Show every line of the items below that contains the word "green", treating uppercase and lowercase letters as different.

## Dataset records
** START **

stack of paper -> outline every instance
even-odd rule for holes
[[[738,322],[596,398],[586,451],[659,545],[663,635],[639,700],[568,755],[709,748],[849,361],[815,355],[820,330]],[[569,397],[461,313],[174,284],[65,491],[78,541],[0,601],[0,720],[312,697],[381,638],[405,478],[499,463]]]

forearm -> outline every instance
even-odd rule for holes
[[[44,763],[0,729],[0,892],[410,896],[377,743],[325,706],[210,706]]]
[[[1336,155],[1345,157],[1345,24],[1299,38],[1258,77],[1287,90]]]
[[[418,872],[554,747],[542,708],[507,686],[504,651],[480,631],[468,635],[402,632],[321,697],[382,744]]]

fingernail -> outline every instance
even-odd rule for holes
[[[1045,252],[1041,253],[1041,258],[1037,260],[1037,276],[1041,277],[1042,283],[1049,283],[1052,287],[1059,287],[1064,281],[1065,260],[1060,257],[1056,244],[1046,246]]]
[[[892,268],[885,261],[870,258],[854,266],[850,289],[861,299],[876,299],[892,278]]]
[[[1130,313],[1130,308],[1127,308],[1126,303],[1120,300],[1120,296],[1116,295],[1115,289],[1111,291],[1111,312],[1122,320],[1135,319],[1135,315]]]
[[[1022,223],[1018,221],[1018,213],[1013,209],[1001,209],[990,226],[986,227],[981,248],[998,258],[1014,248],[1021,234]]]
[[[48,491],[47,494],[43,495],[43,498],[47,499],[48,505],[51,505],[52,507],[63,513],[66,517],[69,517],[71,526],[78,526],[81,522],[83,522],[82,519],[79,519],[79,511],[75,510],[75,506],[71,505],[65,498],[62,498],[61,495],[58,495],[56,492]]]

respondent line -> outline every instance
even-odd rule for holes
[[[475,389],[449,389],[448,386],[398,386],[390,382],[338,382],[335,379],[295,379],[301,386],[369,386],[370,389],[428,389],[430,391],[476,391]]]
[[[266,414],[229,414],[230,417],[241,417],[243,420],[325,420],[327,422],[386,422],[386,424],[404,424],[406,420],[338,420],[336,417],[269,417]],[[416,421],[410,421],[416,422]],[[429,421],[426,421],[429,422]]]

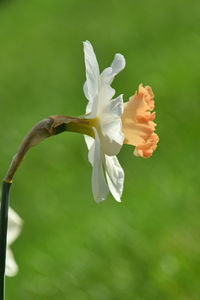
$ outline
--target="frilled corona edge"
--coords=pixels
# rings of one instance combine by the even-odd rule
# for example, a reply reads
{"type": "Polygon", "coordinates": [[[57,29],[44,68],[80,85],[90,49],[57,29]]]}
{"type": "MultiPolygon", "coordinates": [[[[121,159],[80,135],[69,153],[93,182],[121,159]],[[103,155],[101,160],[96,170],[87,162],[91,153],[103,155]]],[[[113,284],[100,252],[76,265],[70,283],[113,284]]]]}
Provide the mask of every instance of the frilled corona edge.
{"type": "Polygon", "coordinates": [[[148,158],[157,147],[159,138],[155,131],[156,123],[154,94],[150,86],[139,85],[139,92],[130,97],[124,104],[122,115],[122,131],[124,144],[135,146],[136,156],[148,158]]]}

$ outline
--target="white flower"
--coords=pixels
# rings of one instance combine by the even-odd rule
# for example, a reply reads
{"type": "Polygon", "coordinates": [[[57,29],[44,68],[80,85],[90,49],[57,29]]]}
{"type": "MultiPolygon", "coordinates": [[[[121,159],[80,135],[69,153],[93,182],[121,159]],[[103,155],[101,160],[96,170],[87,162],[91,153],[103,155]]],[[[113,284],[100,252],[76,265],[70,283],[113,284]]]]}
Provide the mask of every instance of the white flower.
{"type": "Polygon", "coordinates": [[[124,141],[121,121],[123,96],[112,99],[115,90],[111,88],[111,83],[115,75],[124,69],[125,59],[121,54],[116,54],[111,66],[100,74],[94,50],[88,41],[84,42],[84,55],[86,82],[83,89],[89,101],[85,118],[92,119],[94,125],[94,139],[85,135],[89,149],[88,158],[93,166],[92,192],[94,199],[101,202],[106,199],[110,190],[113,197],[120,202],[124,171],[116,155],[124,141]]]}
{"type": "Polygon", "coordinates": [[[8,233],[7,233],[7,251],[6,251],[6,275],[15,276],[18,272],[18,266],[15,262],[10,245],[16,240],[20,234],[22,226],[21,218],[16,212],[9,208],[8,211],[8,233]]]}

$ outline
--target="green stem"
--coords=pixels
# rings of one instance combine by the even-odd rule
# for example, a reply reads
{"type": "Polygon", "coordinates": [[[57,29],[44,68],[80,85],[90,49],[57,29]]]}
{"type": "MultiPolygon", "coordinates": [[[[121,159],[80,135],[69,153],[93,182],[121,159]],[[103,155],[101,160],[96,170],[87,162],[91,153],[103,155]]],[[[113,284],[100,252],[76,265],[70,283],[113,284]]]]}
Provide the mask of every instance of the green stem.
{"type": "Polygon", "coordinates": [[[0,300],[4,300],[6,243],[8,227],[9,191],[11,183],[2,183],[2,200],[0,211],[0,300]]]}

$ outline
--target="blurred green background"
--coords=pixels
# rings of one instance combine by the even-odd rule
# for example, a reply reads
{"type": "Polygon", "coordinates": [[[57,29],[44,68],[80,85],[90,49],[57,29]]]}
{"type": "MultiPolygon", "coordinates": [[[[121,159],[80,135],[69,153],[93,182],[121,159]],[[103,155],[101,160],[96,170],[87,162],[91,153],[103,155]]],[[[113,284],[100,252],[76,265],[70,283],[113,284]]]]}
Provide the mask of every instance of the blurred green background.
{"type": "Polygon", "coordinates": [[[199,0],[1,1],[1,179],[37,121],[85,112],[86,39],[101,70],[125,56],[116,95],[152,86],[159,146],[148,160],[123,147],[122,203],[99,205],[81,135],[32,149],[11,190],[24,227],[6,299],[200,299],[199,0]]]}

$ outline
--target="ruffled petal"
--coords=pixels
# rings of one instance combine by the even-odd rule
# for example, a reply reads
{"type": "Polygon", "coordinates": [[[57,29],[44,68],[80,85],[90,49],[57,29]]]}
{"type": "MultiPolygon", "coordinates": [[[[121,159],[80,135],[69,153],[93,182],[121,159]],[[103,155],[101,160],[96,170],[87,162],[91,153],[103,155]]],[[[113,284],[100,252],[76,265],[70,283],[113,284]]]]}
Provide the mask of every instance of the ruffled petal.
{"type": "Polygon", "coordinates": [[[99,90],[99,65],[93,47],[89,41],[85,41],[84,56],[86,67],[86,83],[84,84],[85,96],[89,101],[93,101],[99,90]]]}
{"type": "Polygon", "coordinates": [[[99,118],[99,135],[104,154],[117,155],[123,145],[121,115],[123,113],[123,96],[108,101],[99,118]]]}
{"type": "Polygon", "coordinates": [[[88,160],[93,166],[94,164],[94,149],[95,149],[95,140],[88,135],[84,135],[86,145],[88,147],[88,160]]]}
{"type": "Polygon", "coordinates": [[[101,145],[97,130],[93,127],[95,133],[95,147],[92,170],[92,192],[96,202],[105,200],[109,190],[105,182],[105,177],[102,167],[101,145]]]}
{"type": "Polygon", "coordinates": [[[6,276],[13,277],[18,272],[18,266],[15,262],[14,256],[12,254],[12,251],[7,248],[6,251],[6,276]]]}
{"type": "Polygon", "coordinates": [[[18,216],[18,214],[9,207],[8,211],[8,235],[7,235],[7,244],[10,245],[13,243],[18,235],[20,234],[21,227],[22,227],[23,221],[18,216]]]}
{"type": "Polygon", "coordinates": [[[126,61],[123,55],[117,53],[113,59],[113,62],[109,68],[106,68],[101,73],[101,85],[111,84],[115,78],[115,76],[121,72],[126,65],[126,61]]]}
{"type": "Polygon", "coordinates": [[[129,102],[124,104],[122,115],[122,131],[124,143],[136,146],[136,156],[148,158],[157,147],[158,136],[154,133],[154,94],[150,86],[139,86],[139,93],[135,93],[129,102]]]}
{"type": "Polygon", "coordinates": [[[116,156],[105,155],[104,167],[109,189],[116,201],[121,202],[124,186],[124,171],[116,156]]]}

** END **
** START **

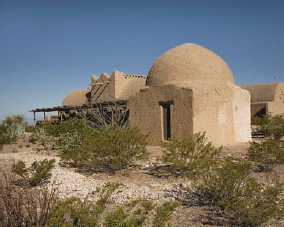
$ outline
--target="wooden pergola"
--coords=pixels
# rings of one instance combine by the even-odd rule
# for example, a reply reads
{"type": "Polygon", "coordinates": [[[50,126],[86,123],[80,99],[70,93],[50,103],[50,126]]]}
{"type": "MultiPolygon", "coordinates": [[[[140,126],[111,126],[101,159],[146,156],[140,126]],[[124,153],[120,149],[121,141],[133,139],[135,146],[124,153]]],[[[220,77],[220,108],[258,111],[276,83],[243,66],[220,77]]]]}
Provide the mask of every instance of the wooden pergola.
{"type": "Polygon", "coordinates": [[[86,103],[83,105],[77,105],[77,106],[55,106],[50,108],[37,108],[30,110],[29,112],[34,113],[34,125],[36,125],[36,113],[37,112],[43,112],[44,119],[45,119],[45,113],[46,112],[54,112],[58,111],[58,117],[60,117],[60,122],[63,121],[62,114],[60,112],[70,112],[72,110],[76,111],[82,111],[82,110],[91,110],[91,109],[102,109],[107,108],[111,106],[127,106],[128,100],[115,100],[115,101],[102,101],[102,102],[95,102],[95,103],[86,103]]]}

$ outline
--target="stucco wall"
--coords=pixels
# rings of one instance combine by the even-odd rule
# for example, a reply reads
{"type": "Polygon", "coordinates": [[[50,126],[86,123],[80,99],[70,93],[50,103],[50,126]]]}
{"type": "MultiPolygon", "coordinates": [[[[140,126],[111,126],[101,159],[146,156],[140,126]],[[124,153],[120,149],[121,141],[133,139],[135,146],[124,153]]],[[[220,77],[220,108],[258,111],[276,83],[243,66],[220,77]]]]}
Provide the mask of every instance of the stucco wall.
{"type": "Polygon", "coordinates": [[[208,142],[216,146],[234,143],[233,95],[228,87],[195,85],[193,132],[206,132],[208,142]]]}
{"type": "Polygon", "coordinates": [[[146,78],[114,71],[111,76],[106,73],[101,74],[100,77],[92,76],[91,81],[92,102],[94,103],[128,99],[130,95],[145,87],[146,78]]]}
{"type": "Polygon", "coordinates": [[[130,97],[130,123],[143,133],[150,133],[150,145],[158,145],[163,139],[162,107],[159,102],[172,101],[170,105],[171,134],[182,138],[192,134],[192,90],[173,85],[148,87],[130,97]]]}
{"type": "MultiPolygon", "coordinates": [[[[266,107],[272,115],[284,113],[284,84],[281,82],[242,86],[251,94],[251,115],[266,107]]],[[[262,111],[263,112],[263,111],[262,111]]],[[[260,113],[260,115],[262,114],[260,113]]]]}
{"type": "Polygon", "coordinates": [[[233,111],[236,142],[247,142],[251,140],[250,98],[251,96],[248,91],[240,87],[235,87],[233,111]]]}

** END **
** START **

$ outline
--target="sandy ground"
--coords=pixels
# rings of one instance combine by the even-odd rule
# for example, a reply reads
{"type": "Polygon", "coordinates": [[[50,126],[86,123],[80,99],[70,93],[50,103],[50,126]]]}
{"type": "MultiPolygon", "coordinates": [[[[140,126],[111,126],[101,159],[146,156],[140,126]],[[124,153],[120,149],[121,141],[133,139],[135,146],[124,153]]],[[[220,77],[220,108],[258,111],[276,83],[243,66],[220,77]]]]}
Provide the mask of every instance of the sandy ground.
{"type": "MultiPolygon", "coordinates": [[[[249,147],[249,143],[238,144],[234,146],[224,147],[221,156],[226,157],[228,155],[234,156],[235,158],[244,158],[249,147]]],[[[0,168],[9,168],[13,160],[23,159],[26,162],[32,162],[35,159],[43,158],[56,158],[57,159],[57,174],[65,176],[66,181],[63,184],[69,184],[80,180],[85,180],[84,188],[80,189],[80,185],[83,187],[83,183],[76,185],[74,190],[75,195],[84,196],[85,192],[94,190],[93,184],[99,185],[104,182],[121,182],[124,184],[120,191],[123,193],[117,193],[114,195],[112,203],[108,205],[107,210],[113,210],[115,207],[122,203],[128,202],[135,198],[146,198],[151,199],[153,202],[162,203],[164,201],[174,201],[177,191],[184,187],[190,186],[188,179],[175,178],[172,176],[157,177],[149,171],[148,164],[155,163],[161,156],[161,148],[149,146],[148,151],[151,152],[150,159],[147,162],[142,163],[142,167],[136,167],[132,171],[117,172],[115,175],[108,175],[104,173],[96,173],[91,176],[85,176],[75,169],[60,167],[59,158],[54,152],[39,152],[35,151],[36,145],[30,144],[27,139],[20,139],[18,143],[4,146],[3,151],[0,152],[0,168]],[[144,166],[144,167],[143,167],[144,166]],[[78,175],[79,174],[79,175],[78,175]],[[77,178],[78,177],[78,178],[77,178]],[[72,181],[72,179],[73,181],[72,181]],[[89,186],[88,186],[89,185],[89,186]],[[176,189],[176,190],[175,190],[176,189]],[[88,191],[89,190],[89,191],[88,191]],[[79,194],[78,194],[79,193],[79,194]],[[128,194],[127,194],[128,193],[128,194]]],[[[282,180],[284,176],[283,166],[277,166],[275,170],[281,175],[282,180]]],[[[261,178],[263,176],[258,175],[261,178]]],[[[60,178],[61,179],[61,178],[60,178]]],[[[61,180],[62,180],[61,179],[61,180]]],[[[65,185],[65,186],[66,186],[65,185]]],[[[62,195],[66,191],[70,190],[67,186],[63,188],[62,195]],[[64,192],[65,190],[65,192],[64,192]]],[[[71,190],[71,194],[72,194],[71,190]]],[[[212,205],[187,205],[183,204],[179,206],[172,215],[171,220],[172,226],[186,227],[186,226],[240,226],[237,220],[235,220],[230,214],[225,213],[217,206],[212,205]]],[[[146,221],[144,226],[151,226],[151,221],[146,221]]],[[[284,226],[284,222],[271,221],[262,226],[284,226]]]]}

** END **

## Correct output
--target="green stem"
Provide the mask of every instance of the green stem.
--target="blurred green background"
Provide the mask of every instance of the blurred green background.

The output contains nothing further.